From 6f33846eae0417e46772f4cafe493c3f558c4ad1 Mon Sep 17 00:00:00 2001
From: Matthias van de Meent <boekewurm+postgres@gmail.com>
Date: Fri, 25 Apr 2025 14:57:06 +0200
Subject: [PATCH v01 1/4] Expose visibility checking shim for index usage

This will be the backbone of a fix for visibility issues in gist and
sp-gist's index-only scan code in later commits.

The issue to be solved is index scans caching tuples in memory that
are being removed by a concurrently running vacuum; to the point that
the VACUUM process has removed the tuple and marked its page as
ALL_VISIBLE by the time the IOS code returns that tuple through
amgettuple.

While the structure of IndexScanDesc is updated, this new field is
located in an alignment gap, thus making this new field safe to use.

Recorded data
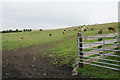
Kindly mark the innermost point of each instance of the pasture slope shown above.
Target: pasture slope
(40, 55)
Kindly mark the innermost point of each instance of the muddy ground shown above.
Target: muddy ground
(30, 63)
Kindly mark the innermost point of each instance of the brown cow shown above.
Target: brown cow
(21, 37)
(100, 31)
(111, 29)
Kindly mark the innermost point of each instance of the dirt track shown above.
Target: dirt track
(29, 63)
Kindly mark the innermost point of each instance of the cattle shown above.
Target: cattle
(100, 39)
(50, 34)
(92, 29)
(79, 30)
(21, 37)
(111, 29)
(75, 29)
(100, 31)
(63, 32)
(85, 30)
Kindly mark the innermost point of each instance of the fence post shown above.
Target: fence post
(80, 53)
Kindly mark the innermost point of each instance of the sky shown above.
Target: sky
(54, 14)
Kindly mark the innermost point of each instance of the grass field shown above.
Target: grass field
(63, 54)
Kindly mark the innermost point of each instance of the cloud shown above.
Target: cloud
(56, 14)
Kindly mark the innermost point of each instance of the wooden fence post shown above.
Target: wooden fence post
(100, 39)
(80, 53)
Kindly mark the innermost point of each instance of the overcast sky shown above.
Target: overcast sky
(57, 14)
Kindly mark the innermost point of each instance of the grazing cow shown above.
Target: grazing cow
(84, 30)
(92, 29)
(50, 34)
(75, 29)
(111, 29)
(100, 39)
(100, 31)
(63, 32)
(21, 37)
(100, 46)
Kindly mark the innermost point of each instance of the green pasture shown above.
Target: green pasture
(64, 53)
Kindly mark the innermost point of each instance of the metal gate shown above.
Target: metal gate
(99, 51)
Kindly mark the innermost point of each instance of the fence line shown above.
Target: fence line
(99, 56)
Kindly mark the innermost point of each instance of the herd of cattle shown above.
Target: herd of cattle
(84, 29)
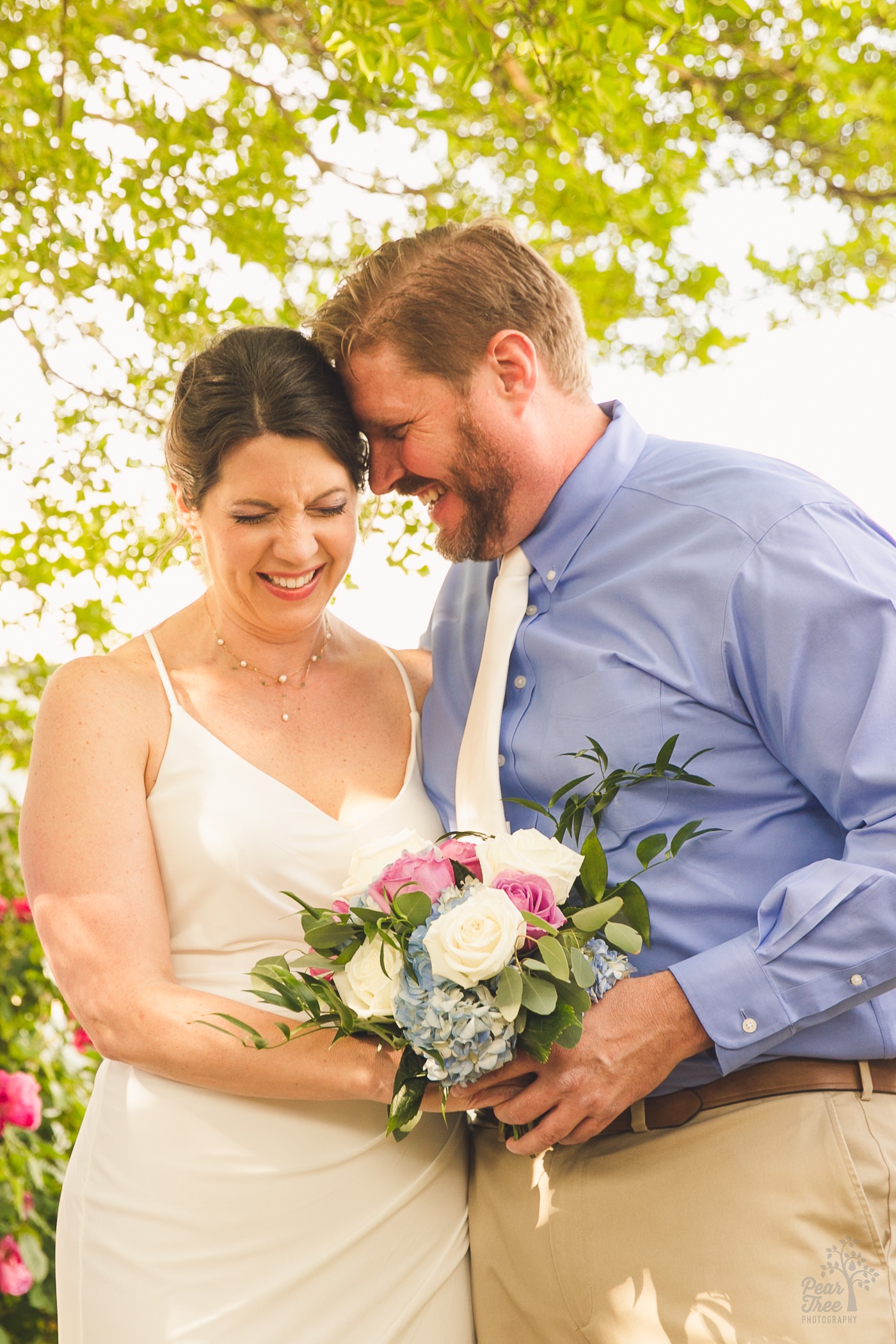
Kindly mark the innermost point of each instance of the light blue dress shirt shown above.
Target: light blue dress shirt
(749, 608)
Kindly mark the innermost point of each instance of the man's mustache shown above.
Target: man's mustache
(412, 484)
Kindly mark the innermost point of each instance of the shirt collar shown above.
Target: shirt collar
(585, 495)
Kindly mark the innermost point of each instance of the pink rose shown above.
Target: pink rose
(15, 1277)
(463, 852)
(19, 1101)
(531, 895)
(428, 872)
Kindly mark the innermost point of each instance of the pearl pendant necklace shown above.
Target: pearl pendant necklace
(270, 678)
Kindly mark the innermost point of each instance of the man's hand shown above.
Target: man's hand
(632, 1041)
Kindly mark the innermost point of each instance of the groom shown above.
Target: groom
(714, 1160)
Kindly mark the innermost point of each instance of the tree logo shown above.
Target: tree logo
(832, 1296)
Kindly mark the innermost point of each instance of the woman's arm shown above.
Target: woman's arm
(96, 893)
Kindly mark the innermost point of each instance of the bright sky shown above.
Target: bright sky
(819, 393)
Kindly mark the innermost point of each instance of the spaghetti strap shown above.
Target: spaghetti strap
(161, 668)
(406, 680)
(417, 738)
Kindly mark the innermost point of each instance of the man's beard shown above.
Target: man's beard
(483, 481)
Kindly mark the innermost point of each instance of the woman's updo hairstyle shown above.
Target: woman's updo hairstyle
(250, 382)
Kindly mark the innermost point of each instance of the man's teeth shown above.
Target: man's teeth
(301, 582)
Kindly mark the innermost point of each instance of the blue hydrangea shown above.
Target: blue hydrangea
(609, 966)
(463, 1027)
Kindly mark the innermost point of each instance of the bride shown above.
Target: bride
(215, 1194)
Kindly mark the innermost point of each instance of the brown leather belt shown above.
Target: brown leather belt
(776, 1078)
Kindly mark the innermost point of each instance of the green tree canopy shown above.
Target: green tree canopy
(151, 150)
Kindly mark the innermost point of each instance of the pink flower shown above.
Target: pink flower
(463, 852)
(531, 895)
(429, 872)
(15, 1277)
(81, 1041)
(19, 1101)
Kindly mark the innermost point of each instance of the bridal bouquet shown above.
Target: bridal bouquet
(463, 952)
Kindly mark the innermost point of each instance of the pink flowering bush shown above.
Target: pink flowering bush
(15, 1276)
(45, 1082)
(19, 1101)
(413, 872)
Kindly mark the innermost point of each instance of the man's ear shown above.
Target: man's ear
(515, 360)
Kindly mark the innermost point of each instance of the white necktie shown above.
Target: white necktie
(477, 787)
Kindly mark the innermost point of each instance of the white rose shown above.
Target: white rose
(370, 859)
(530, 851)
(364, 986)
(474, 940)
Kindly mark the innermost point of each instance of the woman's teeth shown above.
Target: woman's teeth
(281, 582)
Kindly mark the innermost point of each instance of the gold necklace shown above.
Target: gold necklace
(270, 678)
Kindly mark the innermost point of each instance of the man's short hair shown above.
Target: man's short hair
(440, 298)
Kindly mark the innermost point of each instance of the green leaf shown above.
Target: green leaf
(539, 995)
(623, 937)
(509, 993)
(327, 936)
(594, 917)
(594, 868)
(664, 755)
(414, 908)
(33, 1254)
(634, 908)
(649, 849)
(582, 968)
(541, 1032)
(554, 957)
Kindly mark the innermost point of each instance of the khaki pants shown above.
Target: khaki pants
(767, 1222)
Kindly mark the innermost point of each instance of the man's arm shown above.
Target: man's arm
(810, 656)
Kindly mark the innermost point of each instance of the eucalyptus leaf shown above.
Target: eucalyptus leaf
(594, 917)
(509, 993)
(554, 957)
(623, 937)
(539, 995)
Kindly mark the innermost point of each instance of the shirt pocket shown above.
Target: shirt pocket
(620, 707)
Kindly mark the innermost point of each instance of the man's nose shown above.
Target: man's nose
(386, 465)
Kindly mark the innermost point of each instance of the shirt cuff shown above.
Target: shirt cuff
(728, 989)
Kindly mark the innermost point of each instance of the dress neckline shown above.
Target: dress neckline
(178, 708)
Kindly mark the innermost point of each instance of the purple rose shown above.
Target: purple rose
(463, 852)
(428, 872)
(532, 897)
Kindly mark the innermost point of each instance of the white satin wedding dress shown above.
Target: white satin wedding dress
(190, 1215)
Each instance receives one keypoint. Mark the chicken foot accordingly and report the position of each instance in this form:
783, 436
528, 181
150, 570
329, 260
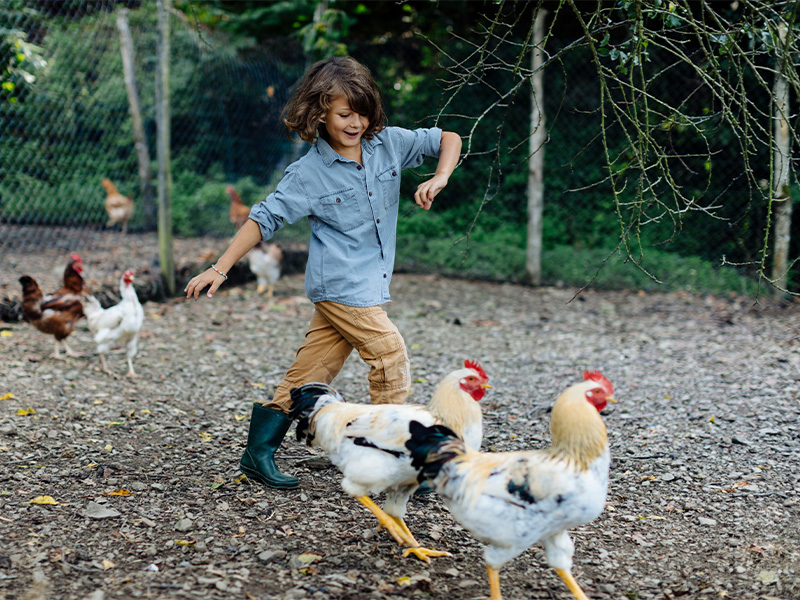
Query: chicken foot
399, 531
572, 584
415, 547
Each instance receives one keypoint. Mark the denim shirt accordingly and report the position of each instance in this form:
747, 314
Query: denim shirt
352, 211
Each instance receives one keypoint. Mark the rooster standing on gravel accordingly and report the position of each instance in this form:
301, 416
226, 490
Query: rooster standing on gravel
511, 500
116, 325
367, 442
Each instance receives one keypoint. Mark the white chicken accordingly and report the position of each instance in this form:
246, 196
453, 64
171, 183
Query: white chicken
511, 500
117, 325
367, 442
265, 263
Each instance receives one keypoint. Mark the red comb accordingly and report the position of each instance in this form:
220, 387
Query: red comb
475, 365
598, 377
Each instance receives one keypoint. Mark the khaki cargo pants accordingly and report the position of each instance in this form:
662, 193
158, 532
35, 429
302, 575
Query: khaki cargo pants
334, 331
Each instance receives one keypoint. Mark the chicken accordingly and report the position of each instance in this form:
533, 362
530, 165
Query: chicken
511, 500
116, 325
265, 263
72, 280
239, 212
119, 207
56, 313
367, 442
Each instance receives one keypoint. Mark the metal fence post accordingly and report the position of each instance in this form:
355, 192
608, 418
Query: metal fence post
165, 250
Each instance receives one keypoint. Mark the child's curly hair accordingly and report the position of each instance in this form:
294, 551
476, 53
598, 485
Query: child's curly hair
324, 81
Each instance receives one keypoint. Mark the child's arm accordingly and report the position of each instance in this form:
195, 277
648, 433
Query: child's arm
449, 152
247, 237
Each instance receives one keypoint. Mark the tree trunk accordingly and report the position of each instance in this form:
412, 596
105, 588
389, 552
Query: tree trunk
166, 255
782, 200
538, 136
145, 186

---

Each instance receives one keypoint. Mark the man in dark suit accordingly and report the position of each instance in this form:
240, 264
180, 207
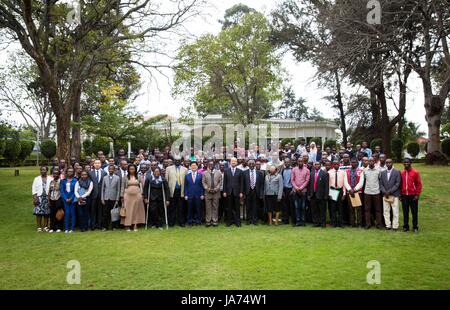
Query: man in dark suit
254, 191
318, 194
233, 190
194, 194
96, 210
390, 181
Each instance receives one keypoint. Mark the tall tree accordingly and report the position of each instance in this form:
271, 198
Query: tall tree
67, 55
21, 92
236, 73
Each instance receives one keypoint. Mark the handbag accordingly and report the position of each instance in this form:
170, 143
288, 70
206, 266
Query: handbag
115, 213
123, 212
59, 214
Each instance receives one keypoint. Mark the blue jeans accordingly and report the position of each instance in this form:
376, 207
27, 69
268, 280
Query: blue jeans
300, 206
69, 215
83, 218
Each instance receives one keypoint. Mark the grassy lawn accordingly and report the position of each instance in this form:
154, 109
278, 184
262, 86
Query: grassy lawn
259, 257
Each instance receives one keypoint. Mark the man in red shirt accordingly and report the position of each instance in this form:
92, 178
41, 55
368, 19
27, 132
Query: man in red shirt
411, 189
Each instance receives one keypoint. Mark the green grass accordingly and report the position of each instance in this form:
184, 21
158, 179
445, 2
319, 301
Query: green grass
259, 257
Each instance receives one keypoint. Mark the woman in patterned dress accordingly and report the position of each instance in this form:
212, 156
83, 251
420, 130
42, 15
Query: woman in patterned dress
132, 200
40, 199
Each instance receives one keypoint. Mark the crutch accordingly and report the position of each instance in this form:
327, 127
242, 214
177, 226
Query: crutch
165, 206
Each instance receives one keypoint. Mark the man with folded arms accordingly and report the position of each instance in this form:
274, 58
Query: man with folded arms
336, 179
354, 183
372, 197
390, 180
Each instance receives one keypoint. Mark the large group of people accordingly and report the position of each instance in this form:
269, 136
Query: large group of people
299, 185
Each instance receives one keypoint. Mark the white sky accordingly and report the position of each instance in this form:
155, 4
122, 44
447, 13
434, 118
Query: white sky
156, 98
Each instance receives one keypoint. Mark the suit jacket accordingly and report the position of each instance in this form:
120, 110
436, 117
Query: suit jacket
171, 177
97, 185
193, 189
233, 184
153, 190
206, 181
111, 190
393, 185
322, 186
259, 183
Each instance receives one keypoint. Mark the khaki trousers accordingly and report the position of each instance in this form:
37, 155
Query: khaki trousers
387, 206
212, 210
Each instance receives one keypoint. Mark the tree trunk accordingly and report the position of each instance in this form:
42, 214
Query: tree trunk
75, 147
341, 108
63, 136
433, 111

* * *

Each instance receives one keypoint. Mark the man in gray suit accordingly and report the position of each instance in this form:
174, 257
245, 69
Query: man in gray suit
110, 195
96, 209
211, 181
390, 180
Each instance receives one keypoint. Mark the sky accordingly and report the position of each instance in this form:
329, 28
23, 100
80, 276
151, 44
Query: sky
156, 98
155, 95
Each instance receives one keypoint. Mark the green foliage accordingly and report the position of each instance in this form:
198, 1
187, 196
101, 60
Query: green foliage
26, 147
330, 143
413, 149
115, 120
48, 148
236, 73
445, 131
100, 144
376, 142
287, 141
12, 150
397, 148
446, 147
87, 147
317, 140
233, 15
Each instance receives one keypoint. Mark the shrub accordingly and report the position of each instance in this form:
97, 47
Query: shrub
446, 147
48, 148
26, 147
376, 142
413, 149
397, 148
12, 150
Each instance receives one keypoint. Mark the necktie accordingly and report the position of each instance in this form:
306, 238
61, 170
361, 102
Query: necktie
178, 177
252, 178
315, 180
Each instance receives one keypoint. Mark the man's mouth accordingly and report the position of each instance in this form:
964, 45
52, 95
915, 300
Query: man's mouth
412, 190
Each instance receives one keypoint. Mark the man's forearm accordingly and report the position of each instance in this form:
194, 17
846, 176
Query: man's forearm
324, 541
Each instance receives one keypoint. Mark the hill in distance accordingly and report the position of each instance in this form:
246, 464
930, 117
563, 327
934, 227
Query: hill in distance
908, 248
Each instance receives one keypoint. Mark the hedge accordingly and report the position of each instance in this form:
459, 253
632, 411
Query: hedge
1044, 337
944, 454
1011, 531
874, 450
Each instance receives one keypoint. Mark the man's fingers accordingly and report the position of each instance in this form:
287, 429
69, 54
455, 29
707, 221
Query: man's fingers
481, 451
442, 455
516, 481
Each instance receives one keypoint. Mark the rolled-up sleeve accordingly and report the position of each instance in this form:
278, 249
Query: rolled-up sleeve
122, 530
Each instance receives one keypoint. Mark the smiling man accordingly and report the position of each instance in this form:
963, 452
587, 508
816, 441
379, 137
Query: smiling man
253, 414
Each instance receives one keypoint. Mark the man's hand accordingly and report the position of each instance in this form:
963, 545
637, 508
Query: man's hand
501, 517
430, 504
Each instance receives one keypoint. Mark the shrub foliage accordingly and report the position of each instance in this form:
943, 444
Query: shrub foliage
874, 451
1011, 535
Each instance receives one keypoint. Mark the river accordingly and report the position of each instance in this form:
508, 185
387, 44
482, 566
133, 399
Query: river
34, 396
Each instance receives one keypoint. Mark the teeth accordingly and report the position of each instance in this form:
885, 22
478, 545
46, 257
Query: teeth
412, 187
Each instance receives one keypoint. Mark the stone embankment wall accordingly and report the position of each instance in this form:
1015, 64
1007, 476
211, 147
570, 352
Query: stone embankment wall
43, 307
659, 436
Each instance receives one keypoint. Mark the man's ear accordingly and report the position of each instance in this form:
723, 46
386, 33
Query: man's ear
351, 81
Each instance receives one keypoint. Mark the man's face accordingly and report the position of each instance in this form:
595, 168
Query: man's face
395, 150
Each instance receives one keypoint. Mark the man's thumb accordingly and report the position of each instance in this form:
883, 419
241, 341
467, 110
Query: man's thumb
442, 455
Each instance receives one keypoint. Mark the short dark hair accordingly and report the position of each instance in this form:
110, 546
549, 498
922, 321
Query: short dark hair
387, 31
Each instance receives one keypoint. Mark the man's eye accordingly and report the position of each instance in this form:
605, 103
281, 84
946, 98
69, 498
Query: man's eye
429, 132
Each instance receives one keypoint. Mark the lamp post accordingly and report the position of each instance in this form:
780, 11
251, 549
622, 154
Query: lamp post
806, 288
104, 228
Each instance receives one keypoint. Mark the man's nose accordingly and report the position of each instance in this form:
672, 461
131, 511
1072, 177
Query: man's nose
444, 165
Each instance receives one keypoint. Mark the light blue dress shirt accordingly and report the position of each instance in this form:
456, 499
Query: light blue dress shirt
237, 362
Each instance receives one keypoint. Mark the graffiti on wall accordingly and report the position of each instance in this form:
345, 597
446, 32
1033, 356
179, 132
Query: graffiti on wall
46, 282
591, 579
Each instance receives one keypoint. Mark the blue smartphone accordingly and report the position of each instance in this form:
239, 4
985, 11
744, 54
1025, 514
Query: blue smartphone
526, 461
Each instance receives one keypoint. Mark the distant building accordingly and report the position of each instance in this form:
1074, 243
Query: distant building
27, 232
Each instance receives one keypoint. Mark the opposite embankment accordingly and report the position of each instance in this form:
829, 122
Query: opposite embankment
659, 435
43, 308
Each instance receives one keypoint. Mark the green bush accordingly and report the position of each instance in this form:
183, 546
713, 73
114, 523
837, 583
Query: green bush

» TASK BRIEF:
In the patch description, switch "visibility" to "tuple visibility" and write out the passage from "From 6f33846eae0417e46772f4cafe493c3f558c4ad1 Mon" up to and including "in later commits.".

» COMPLETED TASK:
From 6f33846eae0417e46772f4cafe493c3f558c4ad1 Mon Sep 17 00:00:00 2001
From: Matthias van de Meent <boekewurm+postgres@gmail.com>
Date: Fri, 25 Apr 2025 14:57:06 +0200
Subject: [PATCH v01 1/4] Expose tuple visibility checking shim for index usage

This will be the backbone of a fix for tuple visibility issues in gist and
sp-gist's index-only scan code in later commits.